Outline material:

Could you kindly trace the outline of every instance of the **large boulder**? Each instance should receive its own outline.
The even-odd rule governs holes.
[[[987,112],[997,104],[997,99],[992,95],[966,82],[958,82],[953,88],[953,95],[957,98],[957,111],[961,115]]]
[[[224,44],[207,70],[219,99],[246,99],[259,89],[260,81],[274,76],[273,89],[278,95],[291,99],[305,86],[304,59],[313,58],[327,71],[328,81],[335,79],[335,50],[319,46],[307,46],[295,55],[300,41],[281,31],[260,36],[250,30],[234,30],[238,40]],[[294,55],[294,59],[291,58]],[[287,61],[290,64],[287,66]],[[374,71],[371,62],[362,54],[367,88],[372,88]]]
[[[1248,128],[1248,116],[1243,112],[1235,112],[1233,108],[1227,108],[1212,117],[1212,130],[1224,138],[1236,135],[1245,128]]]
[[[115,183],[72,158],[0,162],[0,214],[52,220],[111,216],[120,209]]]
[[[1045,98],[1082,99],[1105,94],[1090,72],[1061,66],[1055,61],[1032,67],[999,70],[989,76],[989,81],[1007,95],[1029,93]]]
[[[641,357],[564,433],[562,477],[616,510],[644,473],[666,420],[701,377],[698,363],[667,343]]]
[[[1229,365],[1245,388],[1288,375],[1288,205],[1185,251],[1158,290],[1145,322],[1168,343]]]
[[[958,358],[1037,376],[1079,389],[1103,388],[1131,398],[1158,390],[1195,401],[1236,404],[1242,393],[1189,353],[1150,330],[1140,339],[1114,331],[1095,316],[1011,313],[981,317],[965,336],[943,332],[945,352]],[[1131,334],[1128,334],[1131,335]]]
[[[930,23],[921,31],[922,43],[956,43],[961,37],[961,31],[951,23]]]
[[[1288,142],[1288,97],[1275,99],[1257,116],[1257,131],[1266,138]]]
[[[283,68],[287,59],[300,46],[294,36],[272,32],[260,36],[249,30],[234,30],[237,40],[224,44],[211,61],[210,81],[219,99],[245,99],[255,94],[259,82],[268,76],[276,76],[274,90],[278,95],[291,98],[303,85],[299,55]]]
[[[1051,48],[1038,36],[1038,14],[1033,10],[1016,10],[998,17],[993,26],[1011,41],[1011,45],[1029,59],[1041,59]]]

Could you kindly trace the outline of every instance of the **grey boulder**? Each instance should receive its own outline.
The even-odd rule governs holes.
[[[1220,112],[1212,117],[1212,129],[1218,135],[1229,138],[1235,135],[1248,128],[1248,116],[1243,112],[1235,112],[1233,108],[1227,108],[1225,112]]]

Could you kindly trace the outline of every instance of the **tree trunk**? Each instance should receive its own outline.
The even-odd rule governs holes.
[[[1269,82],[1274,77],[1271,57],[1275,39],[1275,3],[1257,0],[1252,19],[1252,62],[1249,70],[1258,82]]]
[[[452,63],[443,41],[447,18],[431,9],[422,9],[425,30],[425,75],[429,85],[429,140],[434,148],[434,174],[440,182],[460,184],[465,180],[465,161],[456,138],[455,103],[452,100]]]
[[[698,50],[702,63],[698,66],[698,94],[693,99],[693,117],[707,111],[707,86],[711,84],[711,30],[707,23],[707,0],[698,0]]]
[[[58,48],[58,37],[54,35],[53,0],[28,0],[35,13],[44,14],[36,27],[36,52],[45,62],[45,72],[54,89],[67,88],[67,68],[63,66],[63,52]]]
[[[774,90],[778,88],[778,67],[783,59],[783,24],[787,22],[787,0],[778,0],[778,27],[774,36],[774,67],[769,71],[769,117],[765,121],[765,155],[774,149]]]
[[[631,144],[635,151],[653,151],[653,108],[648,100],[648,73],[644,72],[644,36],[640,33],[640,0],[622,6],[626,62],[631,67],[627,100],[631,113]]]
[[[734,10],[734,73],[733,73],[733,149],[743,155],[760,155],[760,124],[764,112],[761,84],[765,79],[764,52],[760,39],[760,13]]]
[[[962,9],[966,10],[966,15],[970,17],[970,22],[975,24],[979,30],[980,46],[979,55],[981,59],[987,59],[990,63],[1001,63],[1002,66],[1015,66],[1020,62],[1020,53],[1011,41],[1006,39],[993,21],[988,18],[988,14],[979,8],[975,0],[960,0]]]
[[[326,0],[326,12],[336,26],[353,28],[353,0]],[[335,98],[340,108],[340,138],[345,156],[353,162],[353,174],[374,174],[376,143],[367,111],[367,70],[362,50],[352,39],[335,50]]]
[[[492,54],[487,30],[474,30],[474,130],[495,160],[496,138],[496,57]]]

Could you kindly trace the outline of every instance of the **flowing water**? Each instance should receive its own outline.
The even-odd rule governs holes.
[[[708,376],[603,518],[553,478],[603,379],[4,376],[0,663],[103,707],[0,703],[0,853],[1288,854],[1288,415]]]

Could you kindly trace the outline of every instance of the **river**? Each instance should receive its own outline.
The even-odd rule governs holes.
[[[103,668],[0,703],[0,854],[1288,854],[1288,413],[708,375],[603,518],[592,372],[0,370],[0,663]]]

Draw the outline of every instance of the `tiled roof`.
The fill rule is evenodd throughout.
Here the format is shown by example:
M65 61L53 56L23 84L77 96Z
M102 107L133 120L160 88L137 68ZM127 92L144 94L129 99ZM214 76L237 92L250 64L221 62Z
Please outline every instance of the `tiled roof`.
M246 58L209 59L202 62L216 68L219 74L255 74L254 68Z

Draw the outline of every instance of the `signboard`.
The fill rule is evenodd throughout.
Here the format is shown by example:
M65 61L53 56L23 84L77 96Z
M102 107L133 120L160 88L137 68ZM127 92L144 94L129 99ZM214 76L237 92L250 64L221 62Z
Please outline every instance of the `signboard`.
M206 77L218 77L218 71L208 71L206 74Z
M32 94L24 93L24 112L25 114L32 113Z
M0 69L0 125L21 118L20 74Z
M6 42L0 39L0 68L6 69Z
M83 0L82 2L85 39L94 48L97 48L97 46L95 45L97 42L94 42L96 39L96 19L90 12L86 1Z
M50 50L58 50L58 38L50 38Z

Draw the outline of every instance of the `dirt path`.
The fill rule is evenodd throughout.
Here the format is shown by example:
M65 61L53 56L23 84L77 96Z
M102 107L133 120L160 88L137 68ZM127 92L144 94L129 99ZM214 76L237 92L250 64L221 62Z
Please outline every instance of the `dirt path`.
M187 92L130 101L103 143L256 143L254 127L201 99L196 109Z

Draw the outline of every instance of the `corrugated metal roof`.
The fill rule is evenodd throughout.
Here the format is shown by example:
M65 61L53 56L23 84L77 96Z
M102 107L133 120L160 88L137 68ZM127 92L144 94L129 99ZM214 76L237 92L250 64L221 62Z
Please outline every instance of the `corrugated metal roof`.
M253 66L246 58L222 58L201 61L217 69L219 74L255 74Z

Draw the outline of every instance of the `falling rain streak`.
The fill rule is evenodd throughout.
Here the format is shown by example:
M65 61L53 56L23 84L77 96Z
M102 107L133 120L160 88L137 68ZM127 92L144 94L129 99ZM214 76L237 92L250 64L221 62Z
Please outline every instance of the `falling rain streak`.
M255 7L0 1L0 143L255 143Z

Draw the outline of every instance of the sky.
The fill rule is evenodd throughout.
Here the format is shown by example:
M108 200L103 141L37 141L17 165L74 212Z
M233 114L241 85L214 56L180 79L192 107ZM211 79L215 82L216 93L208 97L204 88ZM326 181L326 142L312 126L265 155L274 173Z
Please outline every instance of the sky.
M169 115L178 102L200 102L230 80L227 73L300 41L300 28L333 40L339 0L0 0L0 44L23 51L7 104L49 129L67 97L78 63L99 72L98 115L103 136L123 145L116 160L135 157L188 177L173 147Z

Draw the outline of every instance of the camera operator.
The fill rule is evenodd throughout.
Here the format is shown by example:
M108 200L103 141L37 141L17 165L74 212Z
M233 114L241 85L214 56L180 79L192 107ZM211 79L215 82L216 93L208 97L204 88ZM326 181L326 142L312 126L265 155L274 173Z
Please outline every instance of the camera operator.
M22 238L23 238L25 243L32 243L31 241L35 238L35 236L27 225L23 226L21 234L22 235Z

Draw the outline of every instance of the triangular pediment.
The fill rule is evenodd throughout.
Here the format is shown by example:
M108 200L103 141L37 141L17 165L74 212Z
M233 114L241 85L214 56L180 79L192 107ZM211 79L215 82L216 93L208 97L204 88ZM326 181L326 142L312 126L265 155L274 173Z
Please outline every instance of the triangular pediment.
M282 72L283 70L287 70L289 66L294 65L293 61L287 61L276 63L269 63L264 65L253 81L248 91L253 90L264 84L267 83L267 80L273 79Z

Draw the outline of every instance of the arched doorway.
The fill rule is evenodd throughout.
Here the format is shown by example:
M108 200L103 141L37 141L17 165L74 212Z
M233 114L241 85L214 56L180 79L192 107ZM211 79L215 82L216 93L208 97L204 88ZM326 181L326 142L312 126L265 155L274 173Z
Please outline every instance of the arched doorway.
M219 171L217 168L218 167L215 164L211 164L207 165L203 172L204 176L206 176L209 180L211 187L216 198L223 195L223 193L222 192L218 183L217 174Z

What you have to do:
Copy verbatim everything from the line containing "Draw the outline of every instance of the triangular" down to the end of the material above, including both of those lines.

Final result:
Draw the outline of every instance of the triangular pediment.
The fill rule is evenodd throughout.
Here the format is shown by example:
M108 200L103 141L37 141L17 165L74 212Z
M233 114L241 85L214 56L180 79L192 107ZM211 79L215 82L216 93L208 97L204 88ZM326 181L326 142L312 126L265 155L274 173Z
Please outline every instance of the triangular pediment.
M282 72L283 70L287 70L289 66L294 65L293 61L287 61L276 63L269 63L264 65L253 81L248 91L253 90L264 84L267 83L267 80L273 79Z

Draw the outline of every instance of the arched doorway.
The fill rule is evenodd throughout.
Here the format is shown by example:
M108 200L103 141L37 141L17 165L74 212Z
M233 114L241 85L214 56L180 79L192 107ZM211 79L215 82L216 93L208 97L204 88ZM326 181L326 142L312 126L265 155L274 173Z
Please outline every instance of the arched doorway.
M219 171L217 168L218 167L215 164L211 164L207 165L203 172L204 176L206 176L209 180L211 187L216 198L223 195L223 193L222 192L218 183L217 174Z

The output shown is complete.